> **Prompt**
Copy every one of the items below word for word, keeping each line unchanged.

> **Dataset extract**

## begin

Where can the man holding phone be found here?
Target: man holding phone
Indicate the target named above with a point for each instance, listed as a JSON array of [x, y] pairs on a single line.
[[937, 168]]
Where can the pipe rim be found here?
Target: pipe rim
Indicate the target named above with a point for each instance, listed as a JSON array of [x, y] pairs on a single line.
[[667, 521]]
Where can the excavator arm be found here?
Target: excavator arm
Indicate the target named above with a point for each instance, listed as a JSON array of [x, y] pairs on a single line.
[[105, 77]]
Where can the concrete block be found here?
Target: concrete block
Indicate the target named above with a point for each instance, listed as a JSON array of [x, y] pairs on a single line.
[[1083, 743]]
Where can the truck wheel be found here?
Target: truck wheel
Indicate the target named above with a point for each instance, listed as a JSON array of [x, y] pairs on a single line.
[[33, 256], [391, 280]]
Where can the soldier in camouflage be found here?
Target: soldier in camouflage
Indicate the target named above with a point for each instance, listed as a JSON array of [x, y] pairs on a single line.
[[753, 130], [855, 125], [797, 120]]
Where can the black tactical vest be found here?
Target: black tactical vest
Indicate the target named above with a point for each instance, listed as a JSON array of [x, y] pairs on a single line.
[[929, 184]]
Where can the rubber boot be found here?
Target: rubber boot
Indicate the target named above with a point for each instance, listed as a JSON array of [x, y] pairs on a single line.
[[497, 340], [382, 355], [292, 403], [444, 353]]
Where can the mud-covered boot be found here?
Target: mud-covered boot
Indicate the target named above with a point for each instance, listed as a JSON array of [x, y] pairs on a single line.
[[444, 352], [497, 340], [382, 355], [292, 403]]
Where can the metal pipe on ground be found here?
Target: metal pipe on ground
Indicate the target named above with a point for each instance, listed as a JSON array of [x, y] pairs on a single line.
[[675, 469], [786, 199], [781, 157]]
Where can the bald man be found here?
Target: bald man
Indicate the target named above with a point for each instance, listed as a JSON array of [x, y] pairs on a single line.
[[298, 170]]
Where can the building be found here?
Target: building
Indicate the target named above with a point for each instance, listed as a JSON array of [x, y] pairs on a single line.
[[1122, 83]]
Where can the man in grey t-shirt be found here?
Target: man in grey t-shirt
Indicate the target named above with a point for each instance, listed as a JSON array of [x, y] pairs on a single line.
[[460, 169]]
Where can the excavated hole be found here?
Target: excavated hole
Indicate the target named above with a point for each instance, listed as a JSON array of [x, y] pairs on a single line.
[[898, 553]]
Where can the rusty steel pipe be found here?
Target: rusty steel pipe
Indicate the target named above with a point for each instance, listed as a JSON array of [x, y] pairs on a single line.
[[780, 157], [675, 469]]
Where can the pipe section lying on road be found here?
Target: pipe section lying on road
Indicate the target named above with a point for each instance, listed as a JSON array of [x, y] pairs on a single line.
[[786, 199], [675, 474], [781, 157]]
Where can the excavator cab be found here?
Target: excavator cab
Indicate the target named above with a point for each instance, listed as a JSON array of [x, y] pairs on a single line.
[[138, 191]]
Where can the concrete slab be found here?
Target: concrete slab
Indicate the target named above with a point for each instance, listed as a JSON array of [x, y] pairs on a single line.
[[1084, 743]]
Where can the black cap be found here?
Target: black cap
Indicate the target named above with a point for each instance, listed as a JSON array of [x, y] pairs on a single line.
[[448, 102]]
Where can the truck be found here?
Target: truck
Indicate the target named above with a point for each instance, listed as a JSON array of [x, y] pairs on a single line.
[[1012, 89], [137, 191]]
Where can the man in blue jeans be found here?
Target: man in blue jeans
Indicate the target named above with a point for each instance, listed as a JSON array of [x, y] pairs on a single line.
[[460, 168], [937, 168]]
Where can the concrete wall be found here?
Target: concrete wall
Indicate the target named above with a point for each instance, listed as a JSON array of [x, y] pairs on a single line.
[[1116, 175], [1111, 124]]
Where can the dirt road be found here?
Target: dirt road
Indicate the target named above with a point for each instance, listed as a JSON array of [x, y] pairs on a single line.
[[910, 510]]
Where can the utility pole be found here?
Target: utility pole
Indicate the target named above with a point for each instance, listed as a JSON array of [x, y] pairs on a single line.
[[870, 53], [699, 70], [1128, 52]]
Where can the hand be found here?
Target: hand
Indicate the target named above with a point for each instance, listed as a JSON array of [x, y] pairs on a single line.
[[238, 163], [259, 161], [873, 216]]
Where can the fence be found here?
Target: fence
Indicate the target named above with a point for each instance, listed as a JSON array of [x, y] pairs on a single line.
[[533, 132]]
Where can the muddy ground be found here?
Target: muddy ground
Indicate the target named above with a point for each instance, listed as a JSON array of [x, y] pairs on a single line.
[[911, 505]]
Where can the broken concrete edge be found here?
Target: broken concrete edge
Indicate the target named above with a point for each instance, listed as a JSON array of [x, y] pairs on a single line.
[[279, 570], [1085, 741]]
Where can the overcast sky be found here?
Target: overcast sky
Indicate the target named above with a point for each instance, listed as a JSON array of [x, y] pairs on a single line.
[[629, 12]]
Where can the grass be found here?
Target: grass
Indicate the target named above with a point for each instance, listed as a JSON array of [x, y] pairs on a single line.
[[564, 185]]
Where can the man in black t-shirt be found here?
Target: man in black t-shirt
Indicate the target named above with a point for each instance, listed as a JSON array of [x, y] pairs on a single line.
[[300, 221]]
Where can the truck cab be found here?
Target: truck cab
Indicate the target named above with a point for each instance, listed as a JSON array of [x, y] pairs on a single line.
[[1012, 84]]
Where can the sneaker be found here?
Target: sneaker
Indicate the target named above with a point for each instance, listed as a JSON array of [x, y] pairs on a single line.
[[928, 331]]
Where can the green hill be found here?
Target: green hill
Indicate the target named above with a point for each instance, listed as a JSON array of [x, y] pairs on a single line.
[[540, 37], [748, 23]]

## end

> **Output of the exercise**
Where can the man holding phone be found here?
Target: man holding phone
Indicate the target named above with a point for each instance, listed as a JSON array of [x, y] pairs on a single line.
[[937, 168]]
Where can the pipe rim be found here?
Target: pipe rim
Indicate the target named above with a point for each instance, listed as a JSON array of [x, y] pairs on a single line.
[[667, 521]]
Where can the excavator arm be found here?
Target: excavator arm
Indicate the target named above with a point for each instance, listed as a JSON array of [x, y] pairs on a single line.
[[105, 77]]
Where can the concrete block be found here?
Target: concrete block
Indicate the target named above with a point for each instance, listed as a JSON array of [x, y] pairs on a single line.
[[1083, 743]]
Where can the truck wheel be found here?
Target: truck wheel
Indicate the target named above with a point for each instance, listed as a JSON array of [x, y] pairs on a single line.
[[33, 256], [391, 280]]
Where can the soldier in camouflage be found here?
Target: soldier in camouflage
Indicate the target named above with a point for each instance, listed as a JSON array of [x, y] pairs on a single line.
[[753, 130], [855, 125], [797, 120]]
Where can the black tactical vest be found here?
Target: black tactical vest
Indicate the target named above with a point for each instance, listed as a JSON array of [x, y] pairs on a single line.
[[929, 184]]
Where can the rubber boot be found here?
Target: rubber boot
Indicate the target named above with a point for each instance, listed as a JSON array of [x, y] pairs on a single line.
[[497, 340], [382, 355], [292, 403], [444, 353]]
Where can the mud-covered boot be found here?
Target: mud-covered boot
Indicate the target named above with a point for each instance, listed as a JSON array of [x, y] pairs on a single line.
[[444, 352], [497, 340], [382, 355], [292, 403]]
Where can the metal pipe on ground be found here?
Target: metal pipe on ground
Indicate the target named above with a point for each instance, listed as a JSON array of [x, y] pairs on a single line.
[[675, 469], [786, 199], [781, 157]]
Where can the bald man be found here?
Target: bald man
Indicate the target named above with a point for each instance, listed as a JSON array of [x, y] pairs on a single line.
[[298, 170]]
Where can the building be found here?
Target: building
Indicate the target named above with a point for each instance, listed as a JSON array of [x, y] pairs on a single line.
[[1122, 83]]
Where can the man in grey t-shirt be found here?
Target: man in grey t-shirt
Indicate the target named above with a point for each instance, listed as a JSON array of [x, y] pairs on a single line.
[[460, 169]]
Where can the excavated hole be found here?
Target: excavated hole
Indicate the target named above with a point for each instance, listed as a JSON array of [x, y] pairs on a single line.
[[898, 553]]
Where can the rusty steel pipe be found here?
Target: rusty steel pipe
Indicate the target named above with a point for each instance, listed as a JSON array of [x, y] pairs on a single line.
[[780, 157], [675, 469]]
Where can the pipe section lying on road be found here?
Target: pipe section lying on road
Indicate the target named above with a point for each instance, listed as a JSON array of [x, y] pairs on a single line.
[[786, 199], [675, 474], [781, 157]]
Where can the excavator cab be found here?
Target: excavator cab
Indicate the target named above with a point for each instance, listed as a JSON array of [x, y] pairs on a single line.
[[138, 191]]
Where can the concrete slab be found here?
Target: concrete slab
Indicate the target named above with a point for each instance, listed as a JSON array of [x, y] pairs on a single line.
[[1084, 743]]
Where can the black cap be found here?
Target: black cap
Indicate the target named above with a point for each instance, listed as a JSON array of [x, y] pairs on a single line.
[[448, 102]]
Where can the truck be found here?
Target: truck
Indicate the target named above with a point for each instance, listed as a JSON array of [x, y] pairs on a single line.
[[1012, 89], [137, 191]]
Where can the man in blue jeans be found here?
Target: man in blue jeans
Indicate the target named above with a point for each instance, listed as a JSON array of [x, y] pairs on a single line.
[[460, 168], [937, 168]]
Where can the concrete wall be found here?
Target: concrete wall
Indicate the target named above with a point for each instance, listed as a JSON array of [x, y] pairs on a single line.
[[1116, 175], [1111, 124]]
Where can the dirt road be found here?
Target: dirt road
Indicate the target named above with a point for each instance, listed as a JSON array of [x, y] pairs on a single line.
[[910, 510]]
Where can the utility pole be found here?
Target: utility pole
Indicate the target named above with a point for each instance, listed as a JSON array of [x, y] pairs on a single line.
[[870, 53], [699, 70], [1128, 52]]
Where can the hand be found here?
Target: hand
Indicate the target named above with a point for each instance, listed as a JSON array of [x, y] pairs on a single line.
[[238, 163], [259, 161], [873, 216]]
Where can the fence be found here?
Target: fence
Indicate the target named above with a point for each instance, listed as a JSON array of [x, y] pairs on a single line.
[[533, 132]]
Where can the muddy ground be found here?
Target: muddy ground
Indicate the target named above with a point for each instance, listed as a JSON array of [x, y] pairs on a single line.
[[911, 505]]
Where can the broken concrete edge be found here?
Target: broken concrete edge
Indicate the target named above with a point for each instance, listed as a JSON array of [x, y] pairs on a single line.
[[279, 570], [1085, 741]]
Where can the overcast sky be found here?
Target: overcast sky
Indicate the target named above with a point for each instance, listed as a JSON array of [x, y] pairs on a single line.
[[629, 12]]
Where can the grass be found here?
Target: grass
Indicate the target named above with a point for each instance, listed as a JSON array of [x, y] pairs on a single line.
[[564, 185]]
Where can the man in black t-shirt be found here?
Target: man in black t-shirt
Indicate the target named above with a point for each instance, listed as a JSON array of [x, y] pairs on a single line.
[[300, 221]]
Where can the truck cab be found here?
Target: truck cab
Indicate the target named above with a point for each instance, listed as a JSON array of [x, y] pairs on a single line.
[[1012, 84]]
Where can the sneaker be found here?
Target: sneaker
Indicate the target named above with a point for each instance, listed as a JSON array of [x, y] pairs on a single line.
[[928, 331]]
Where can the green hill be found here?
Target: green hill
Indicate the target named above with a point for each instance, listed as a JSON array of [x, y] pairs on a single line.
[[540, 37], [748, 23]]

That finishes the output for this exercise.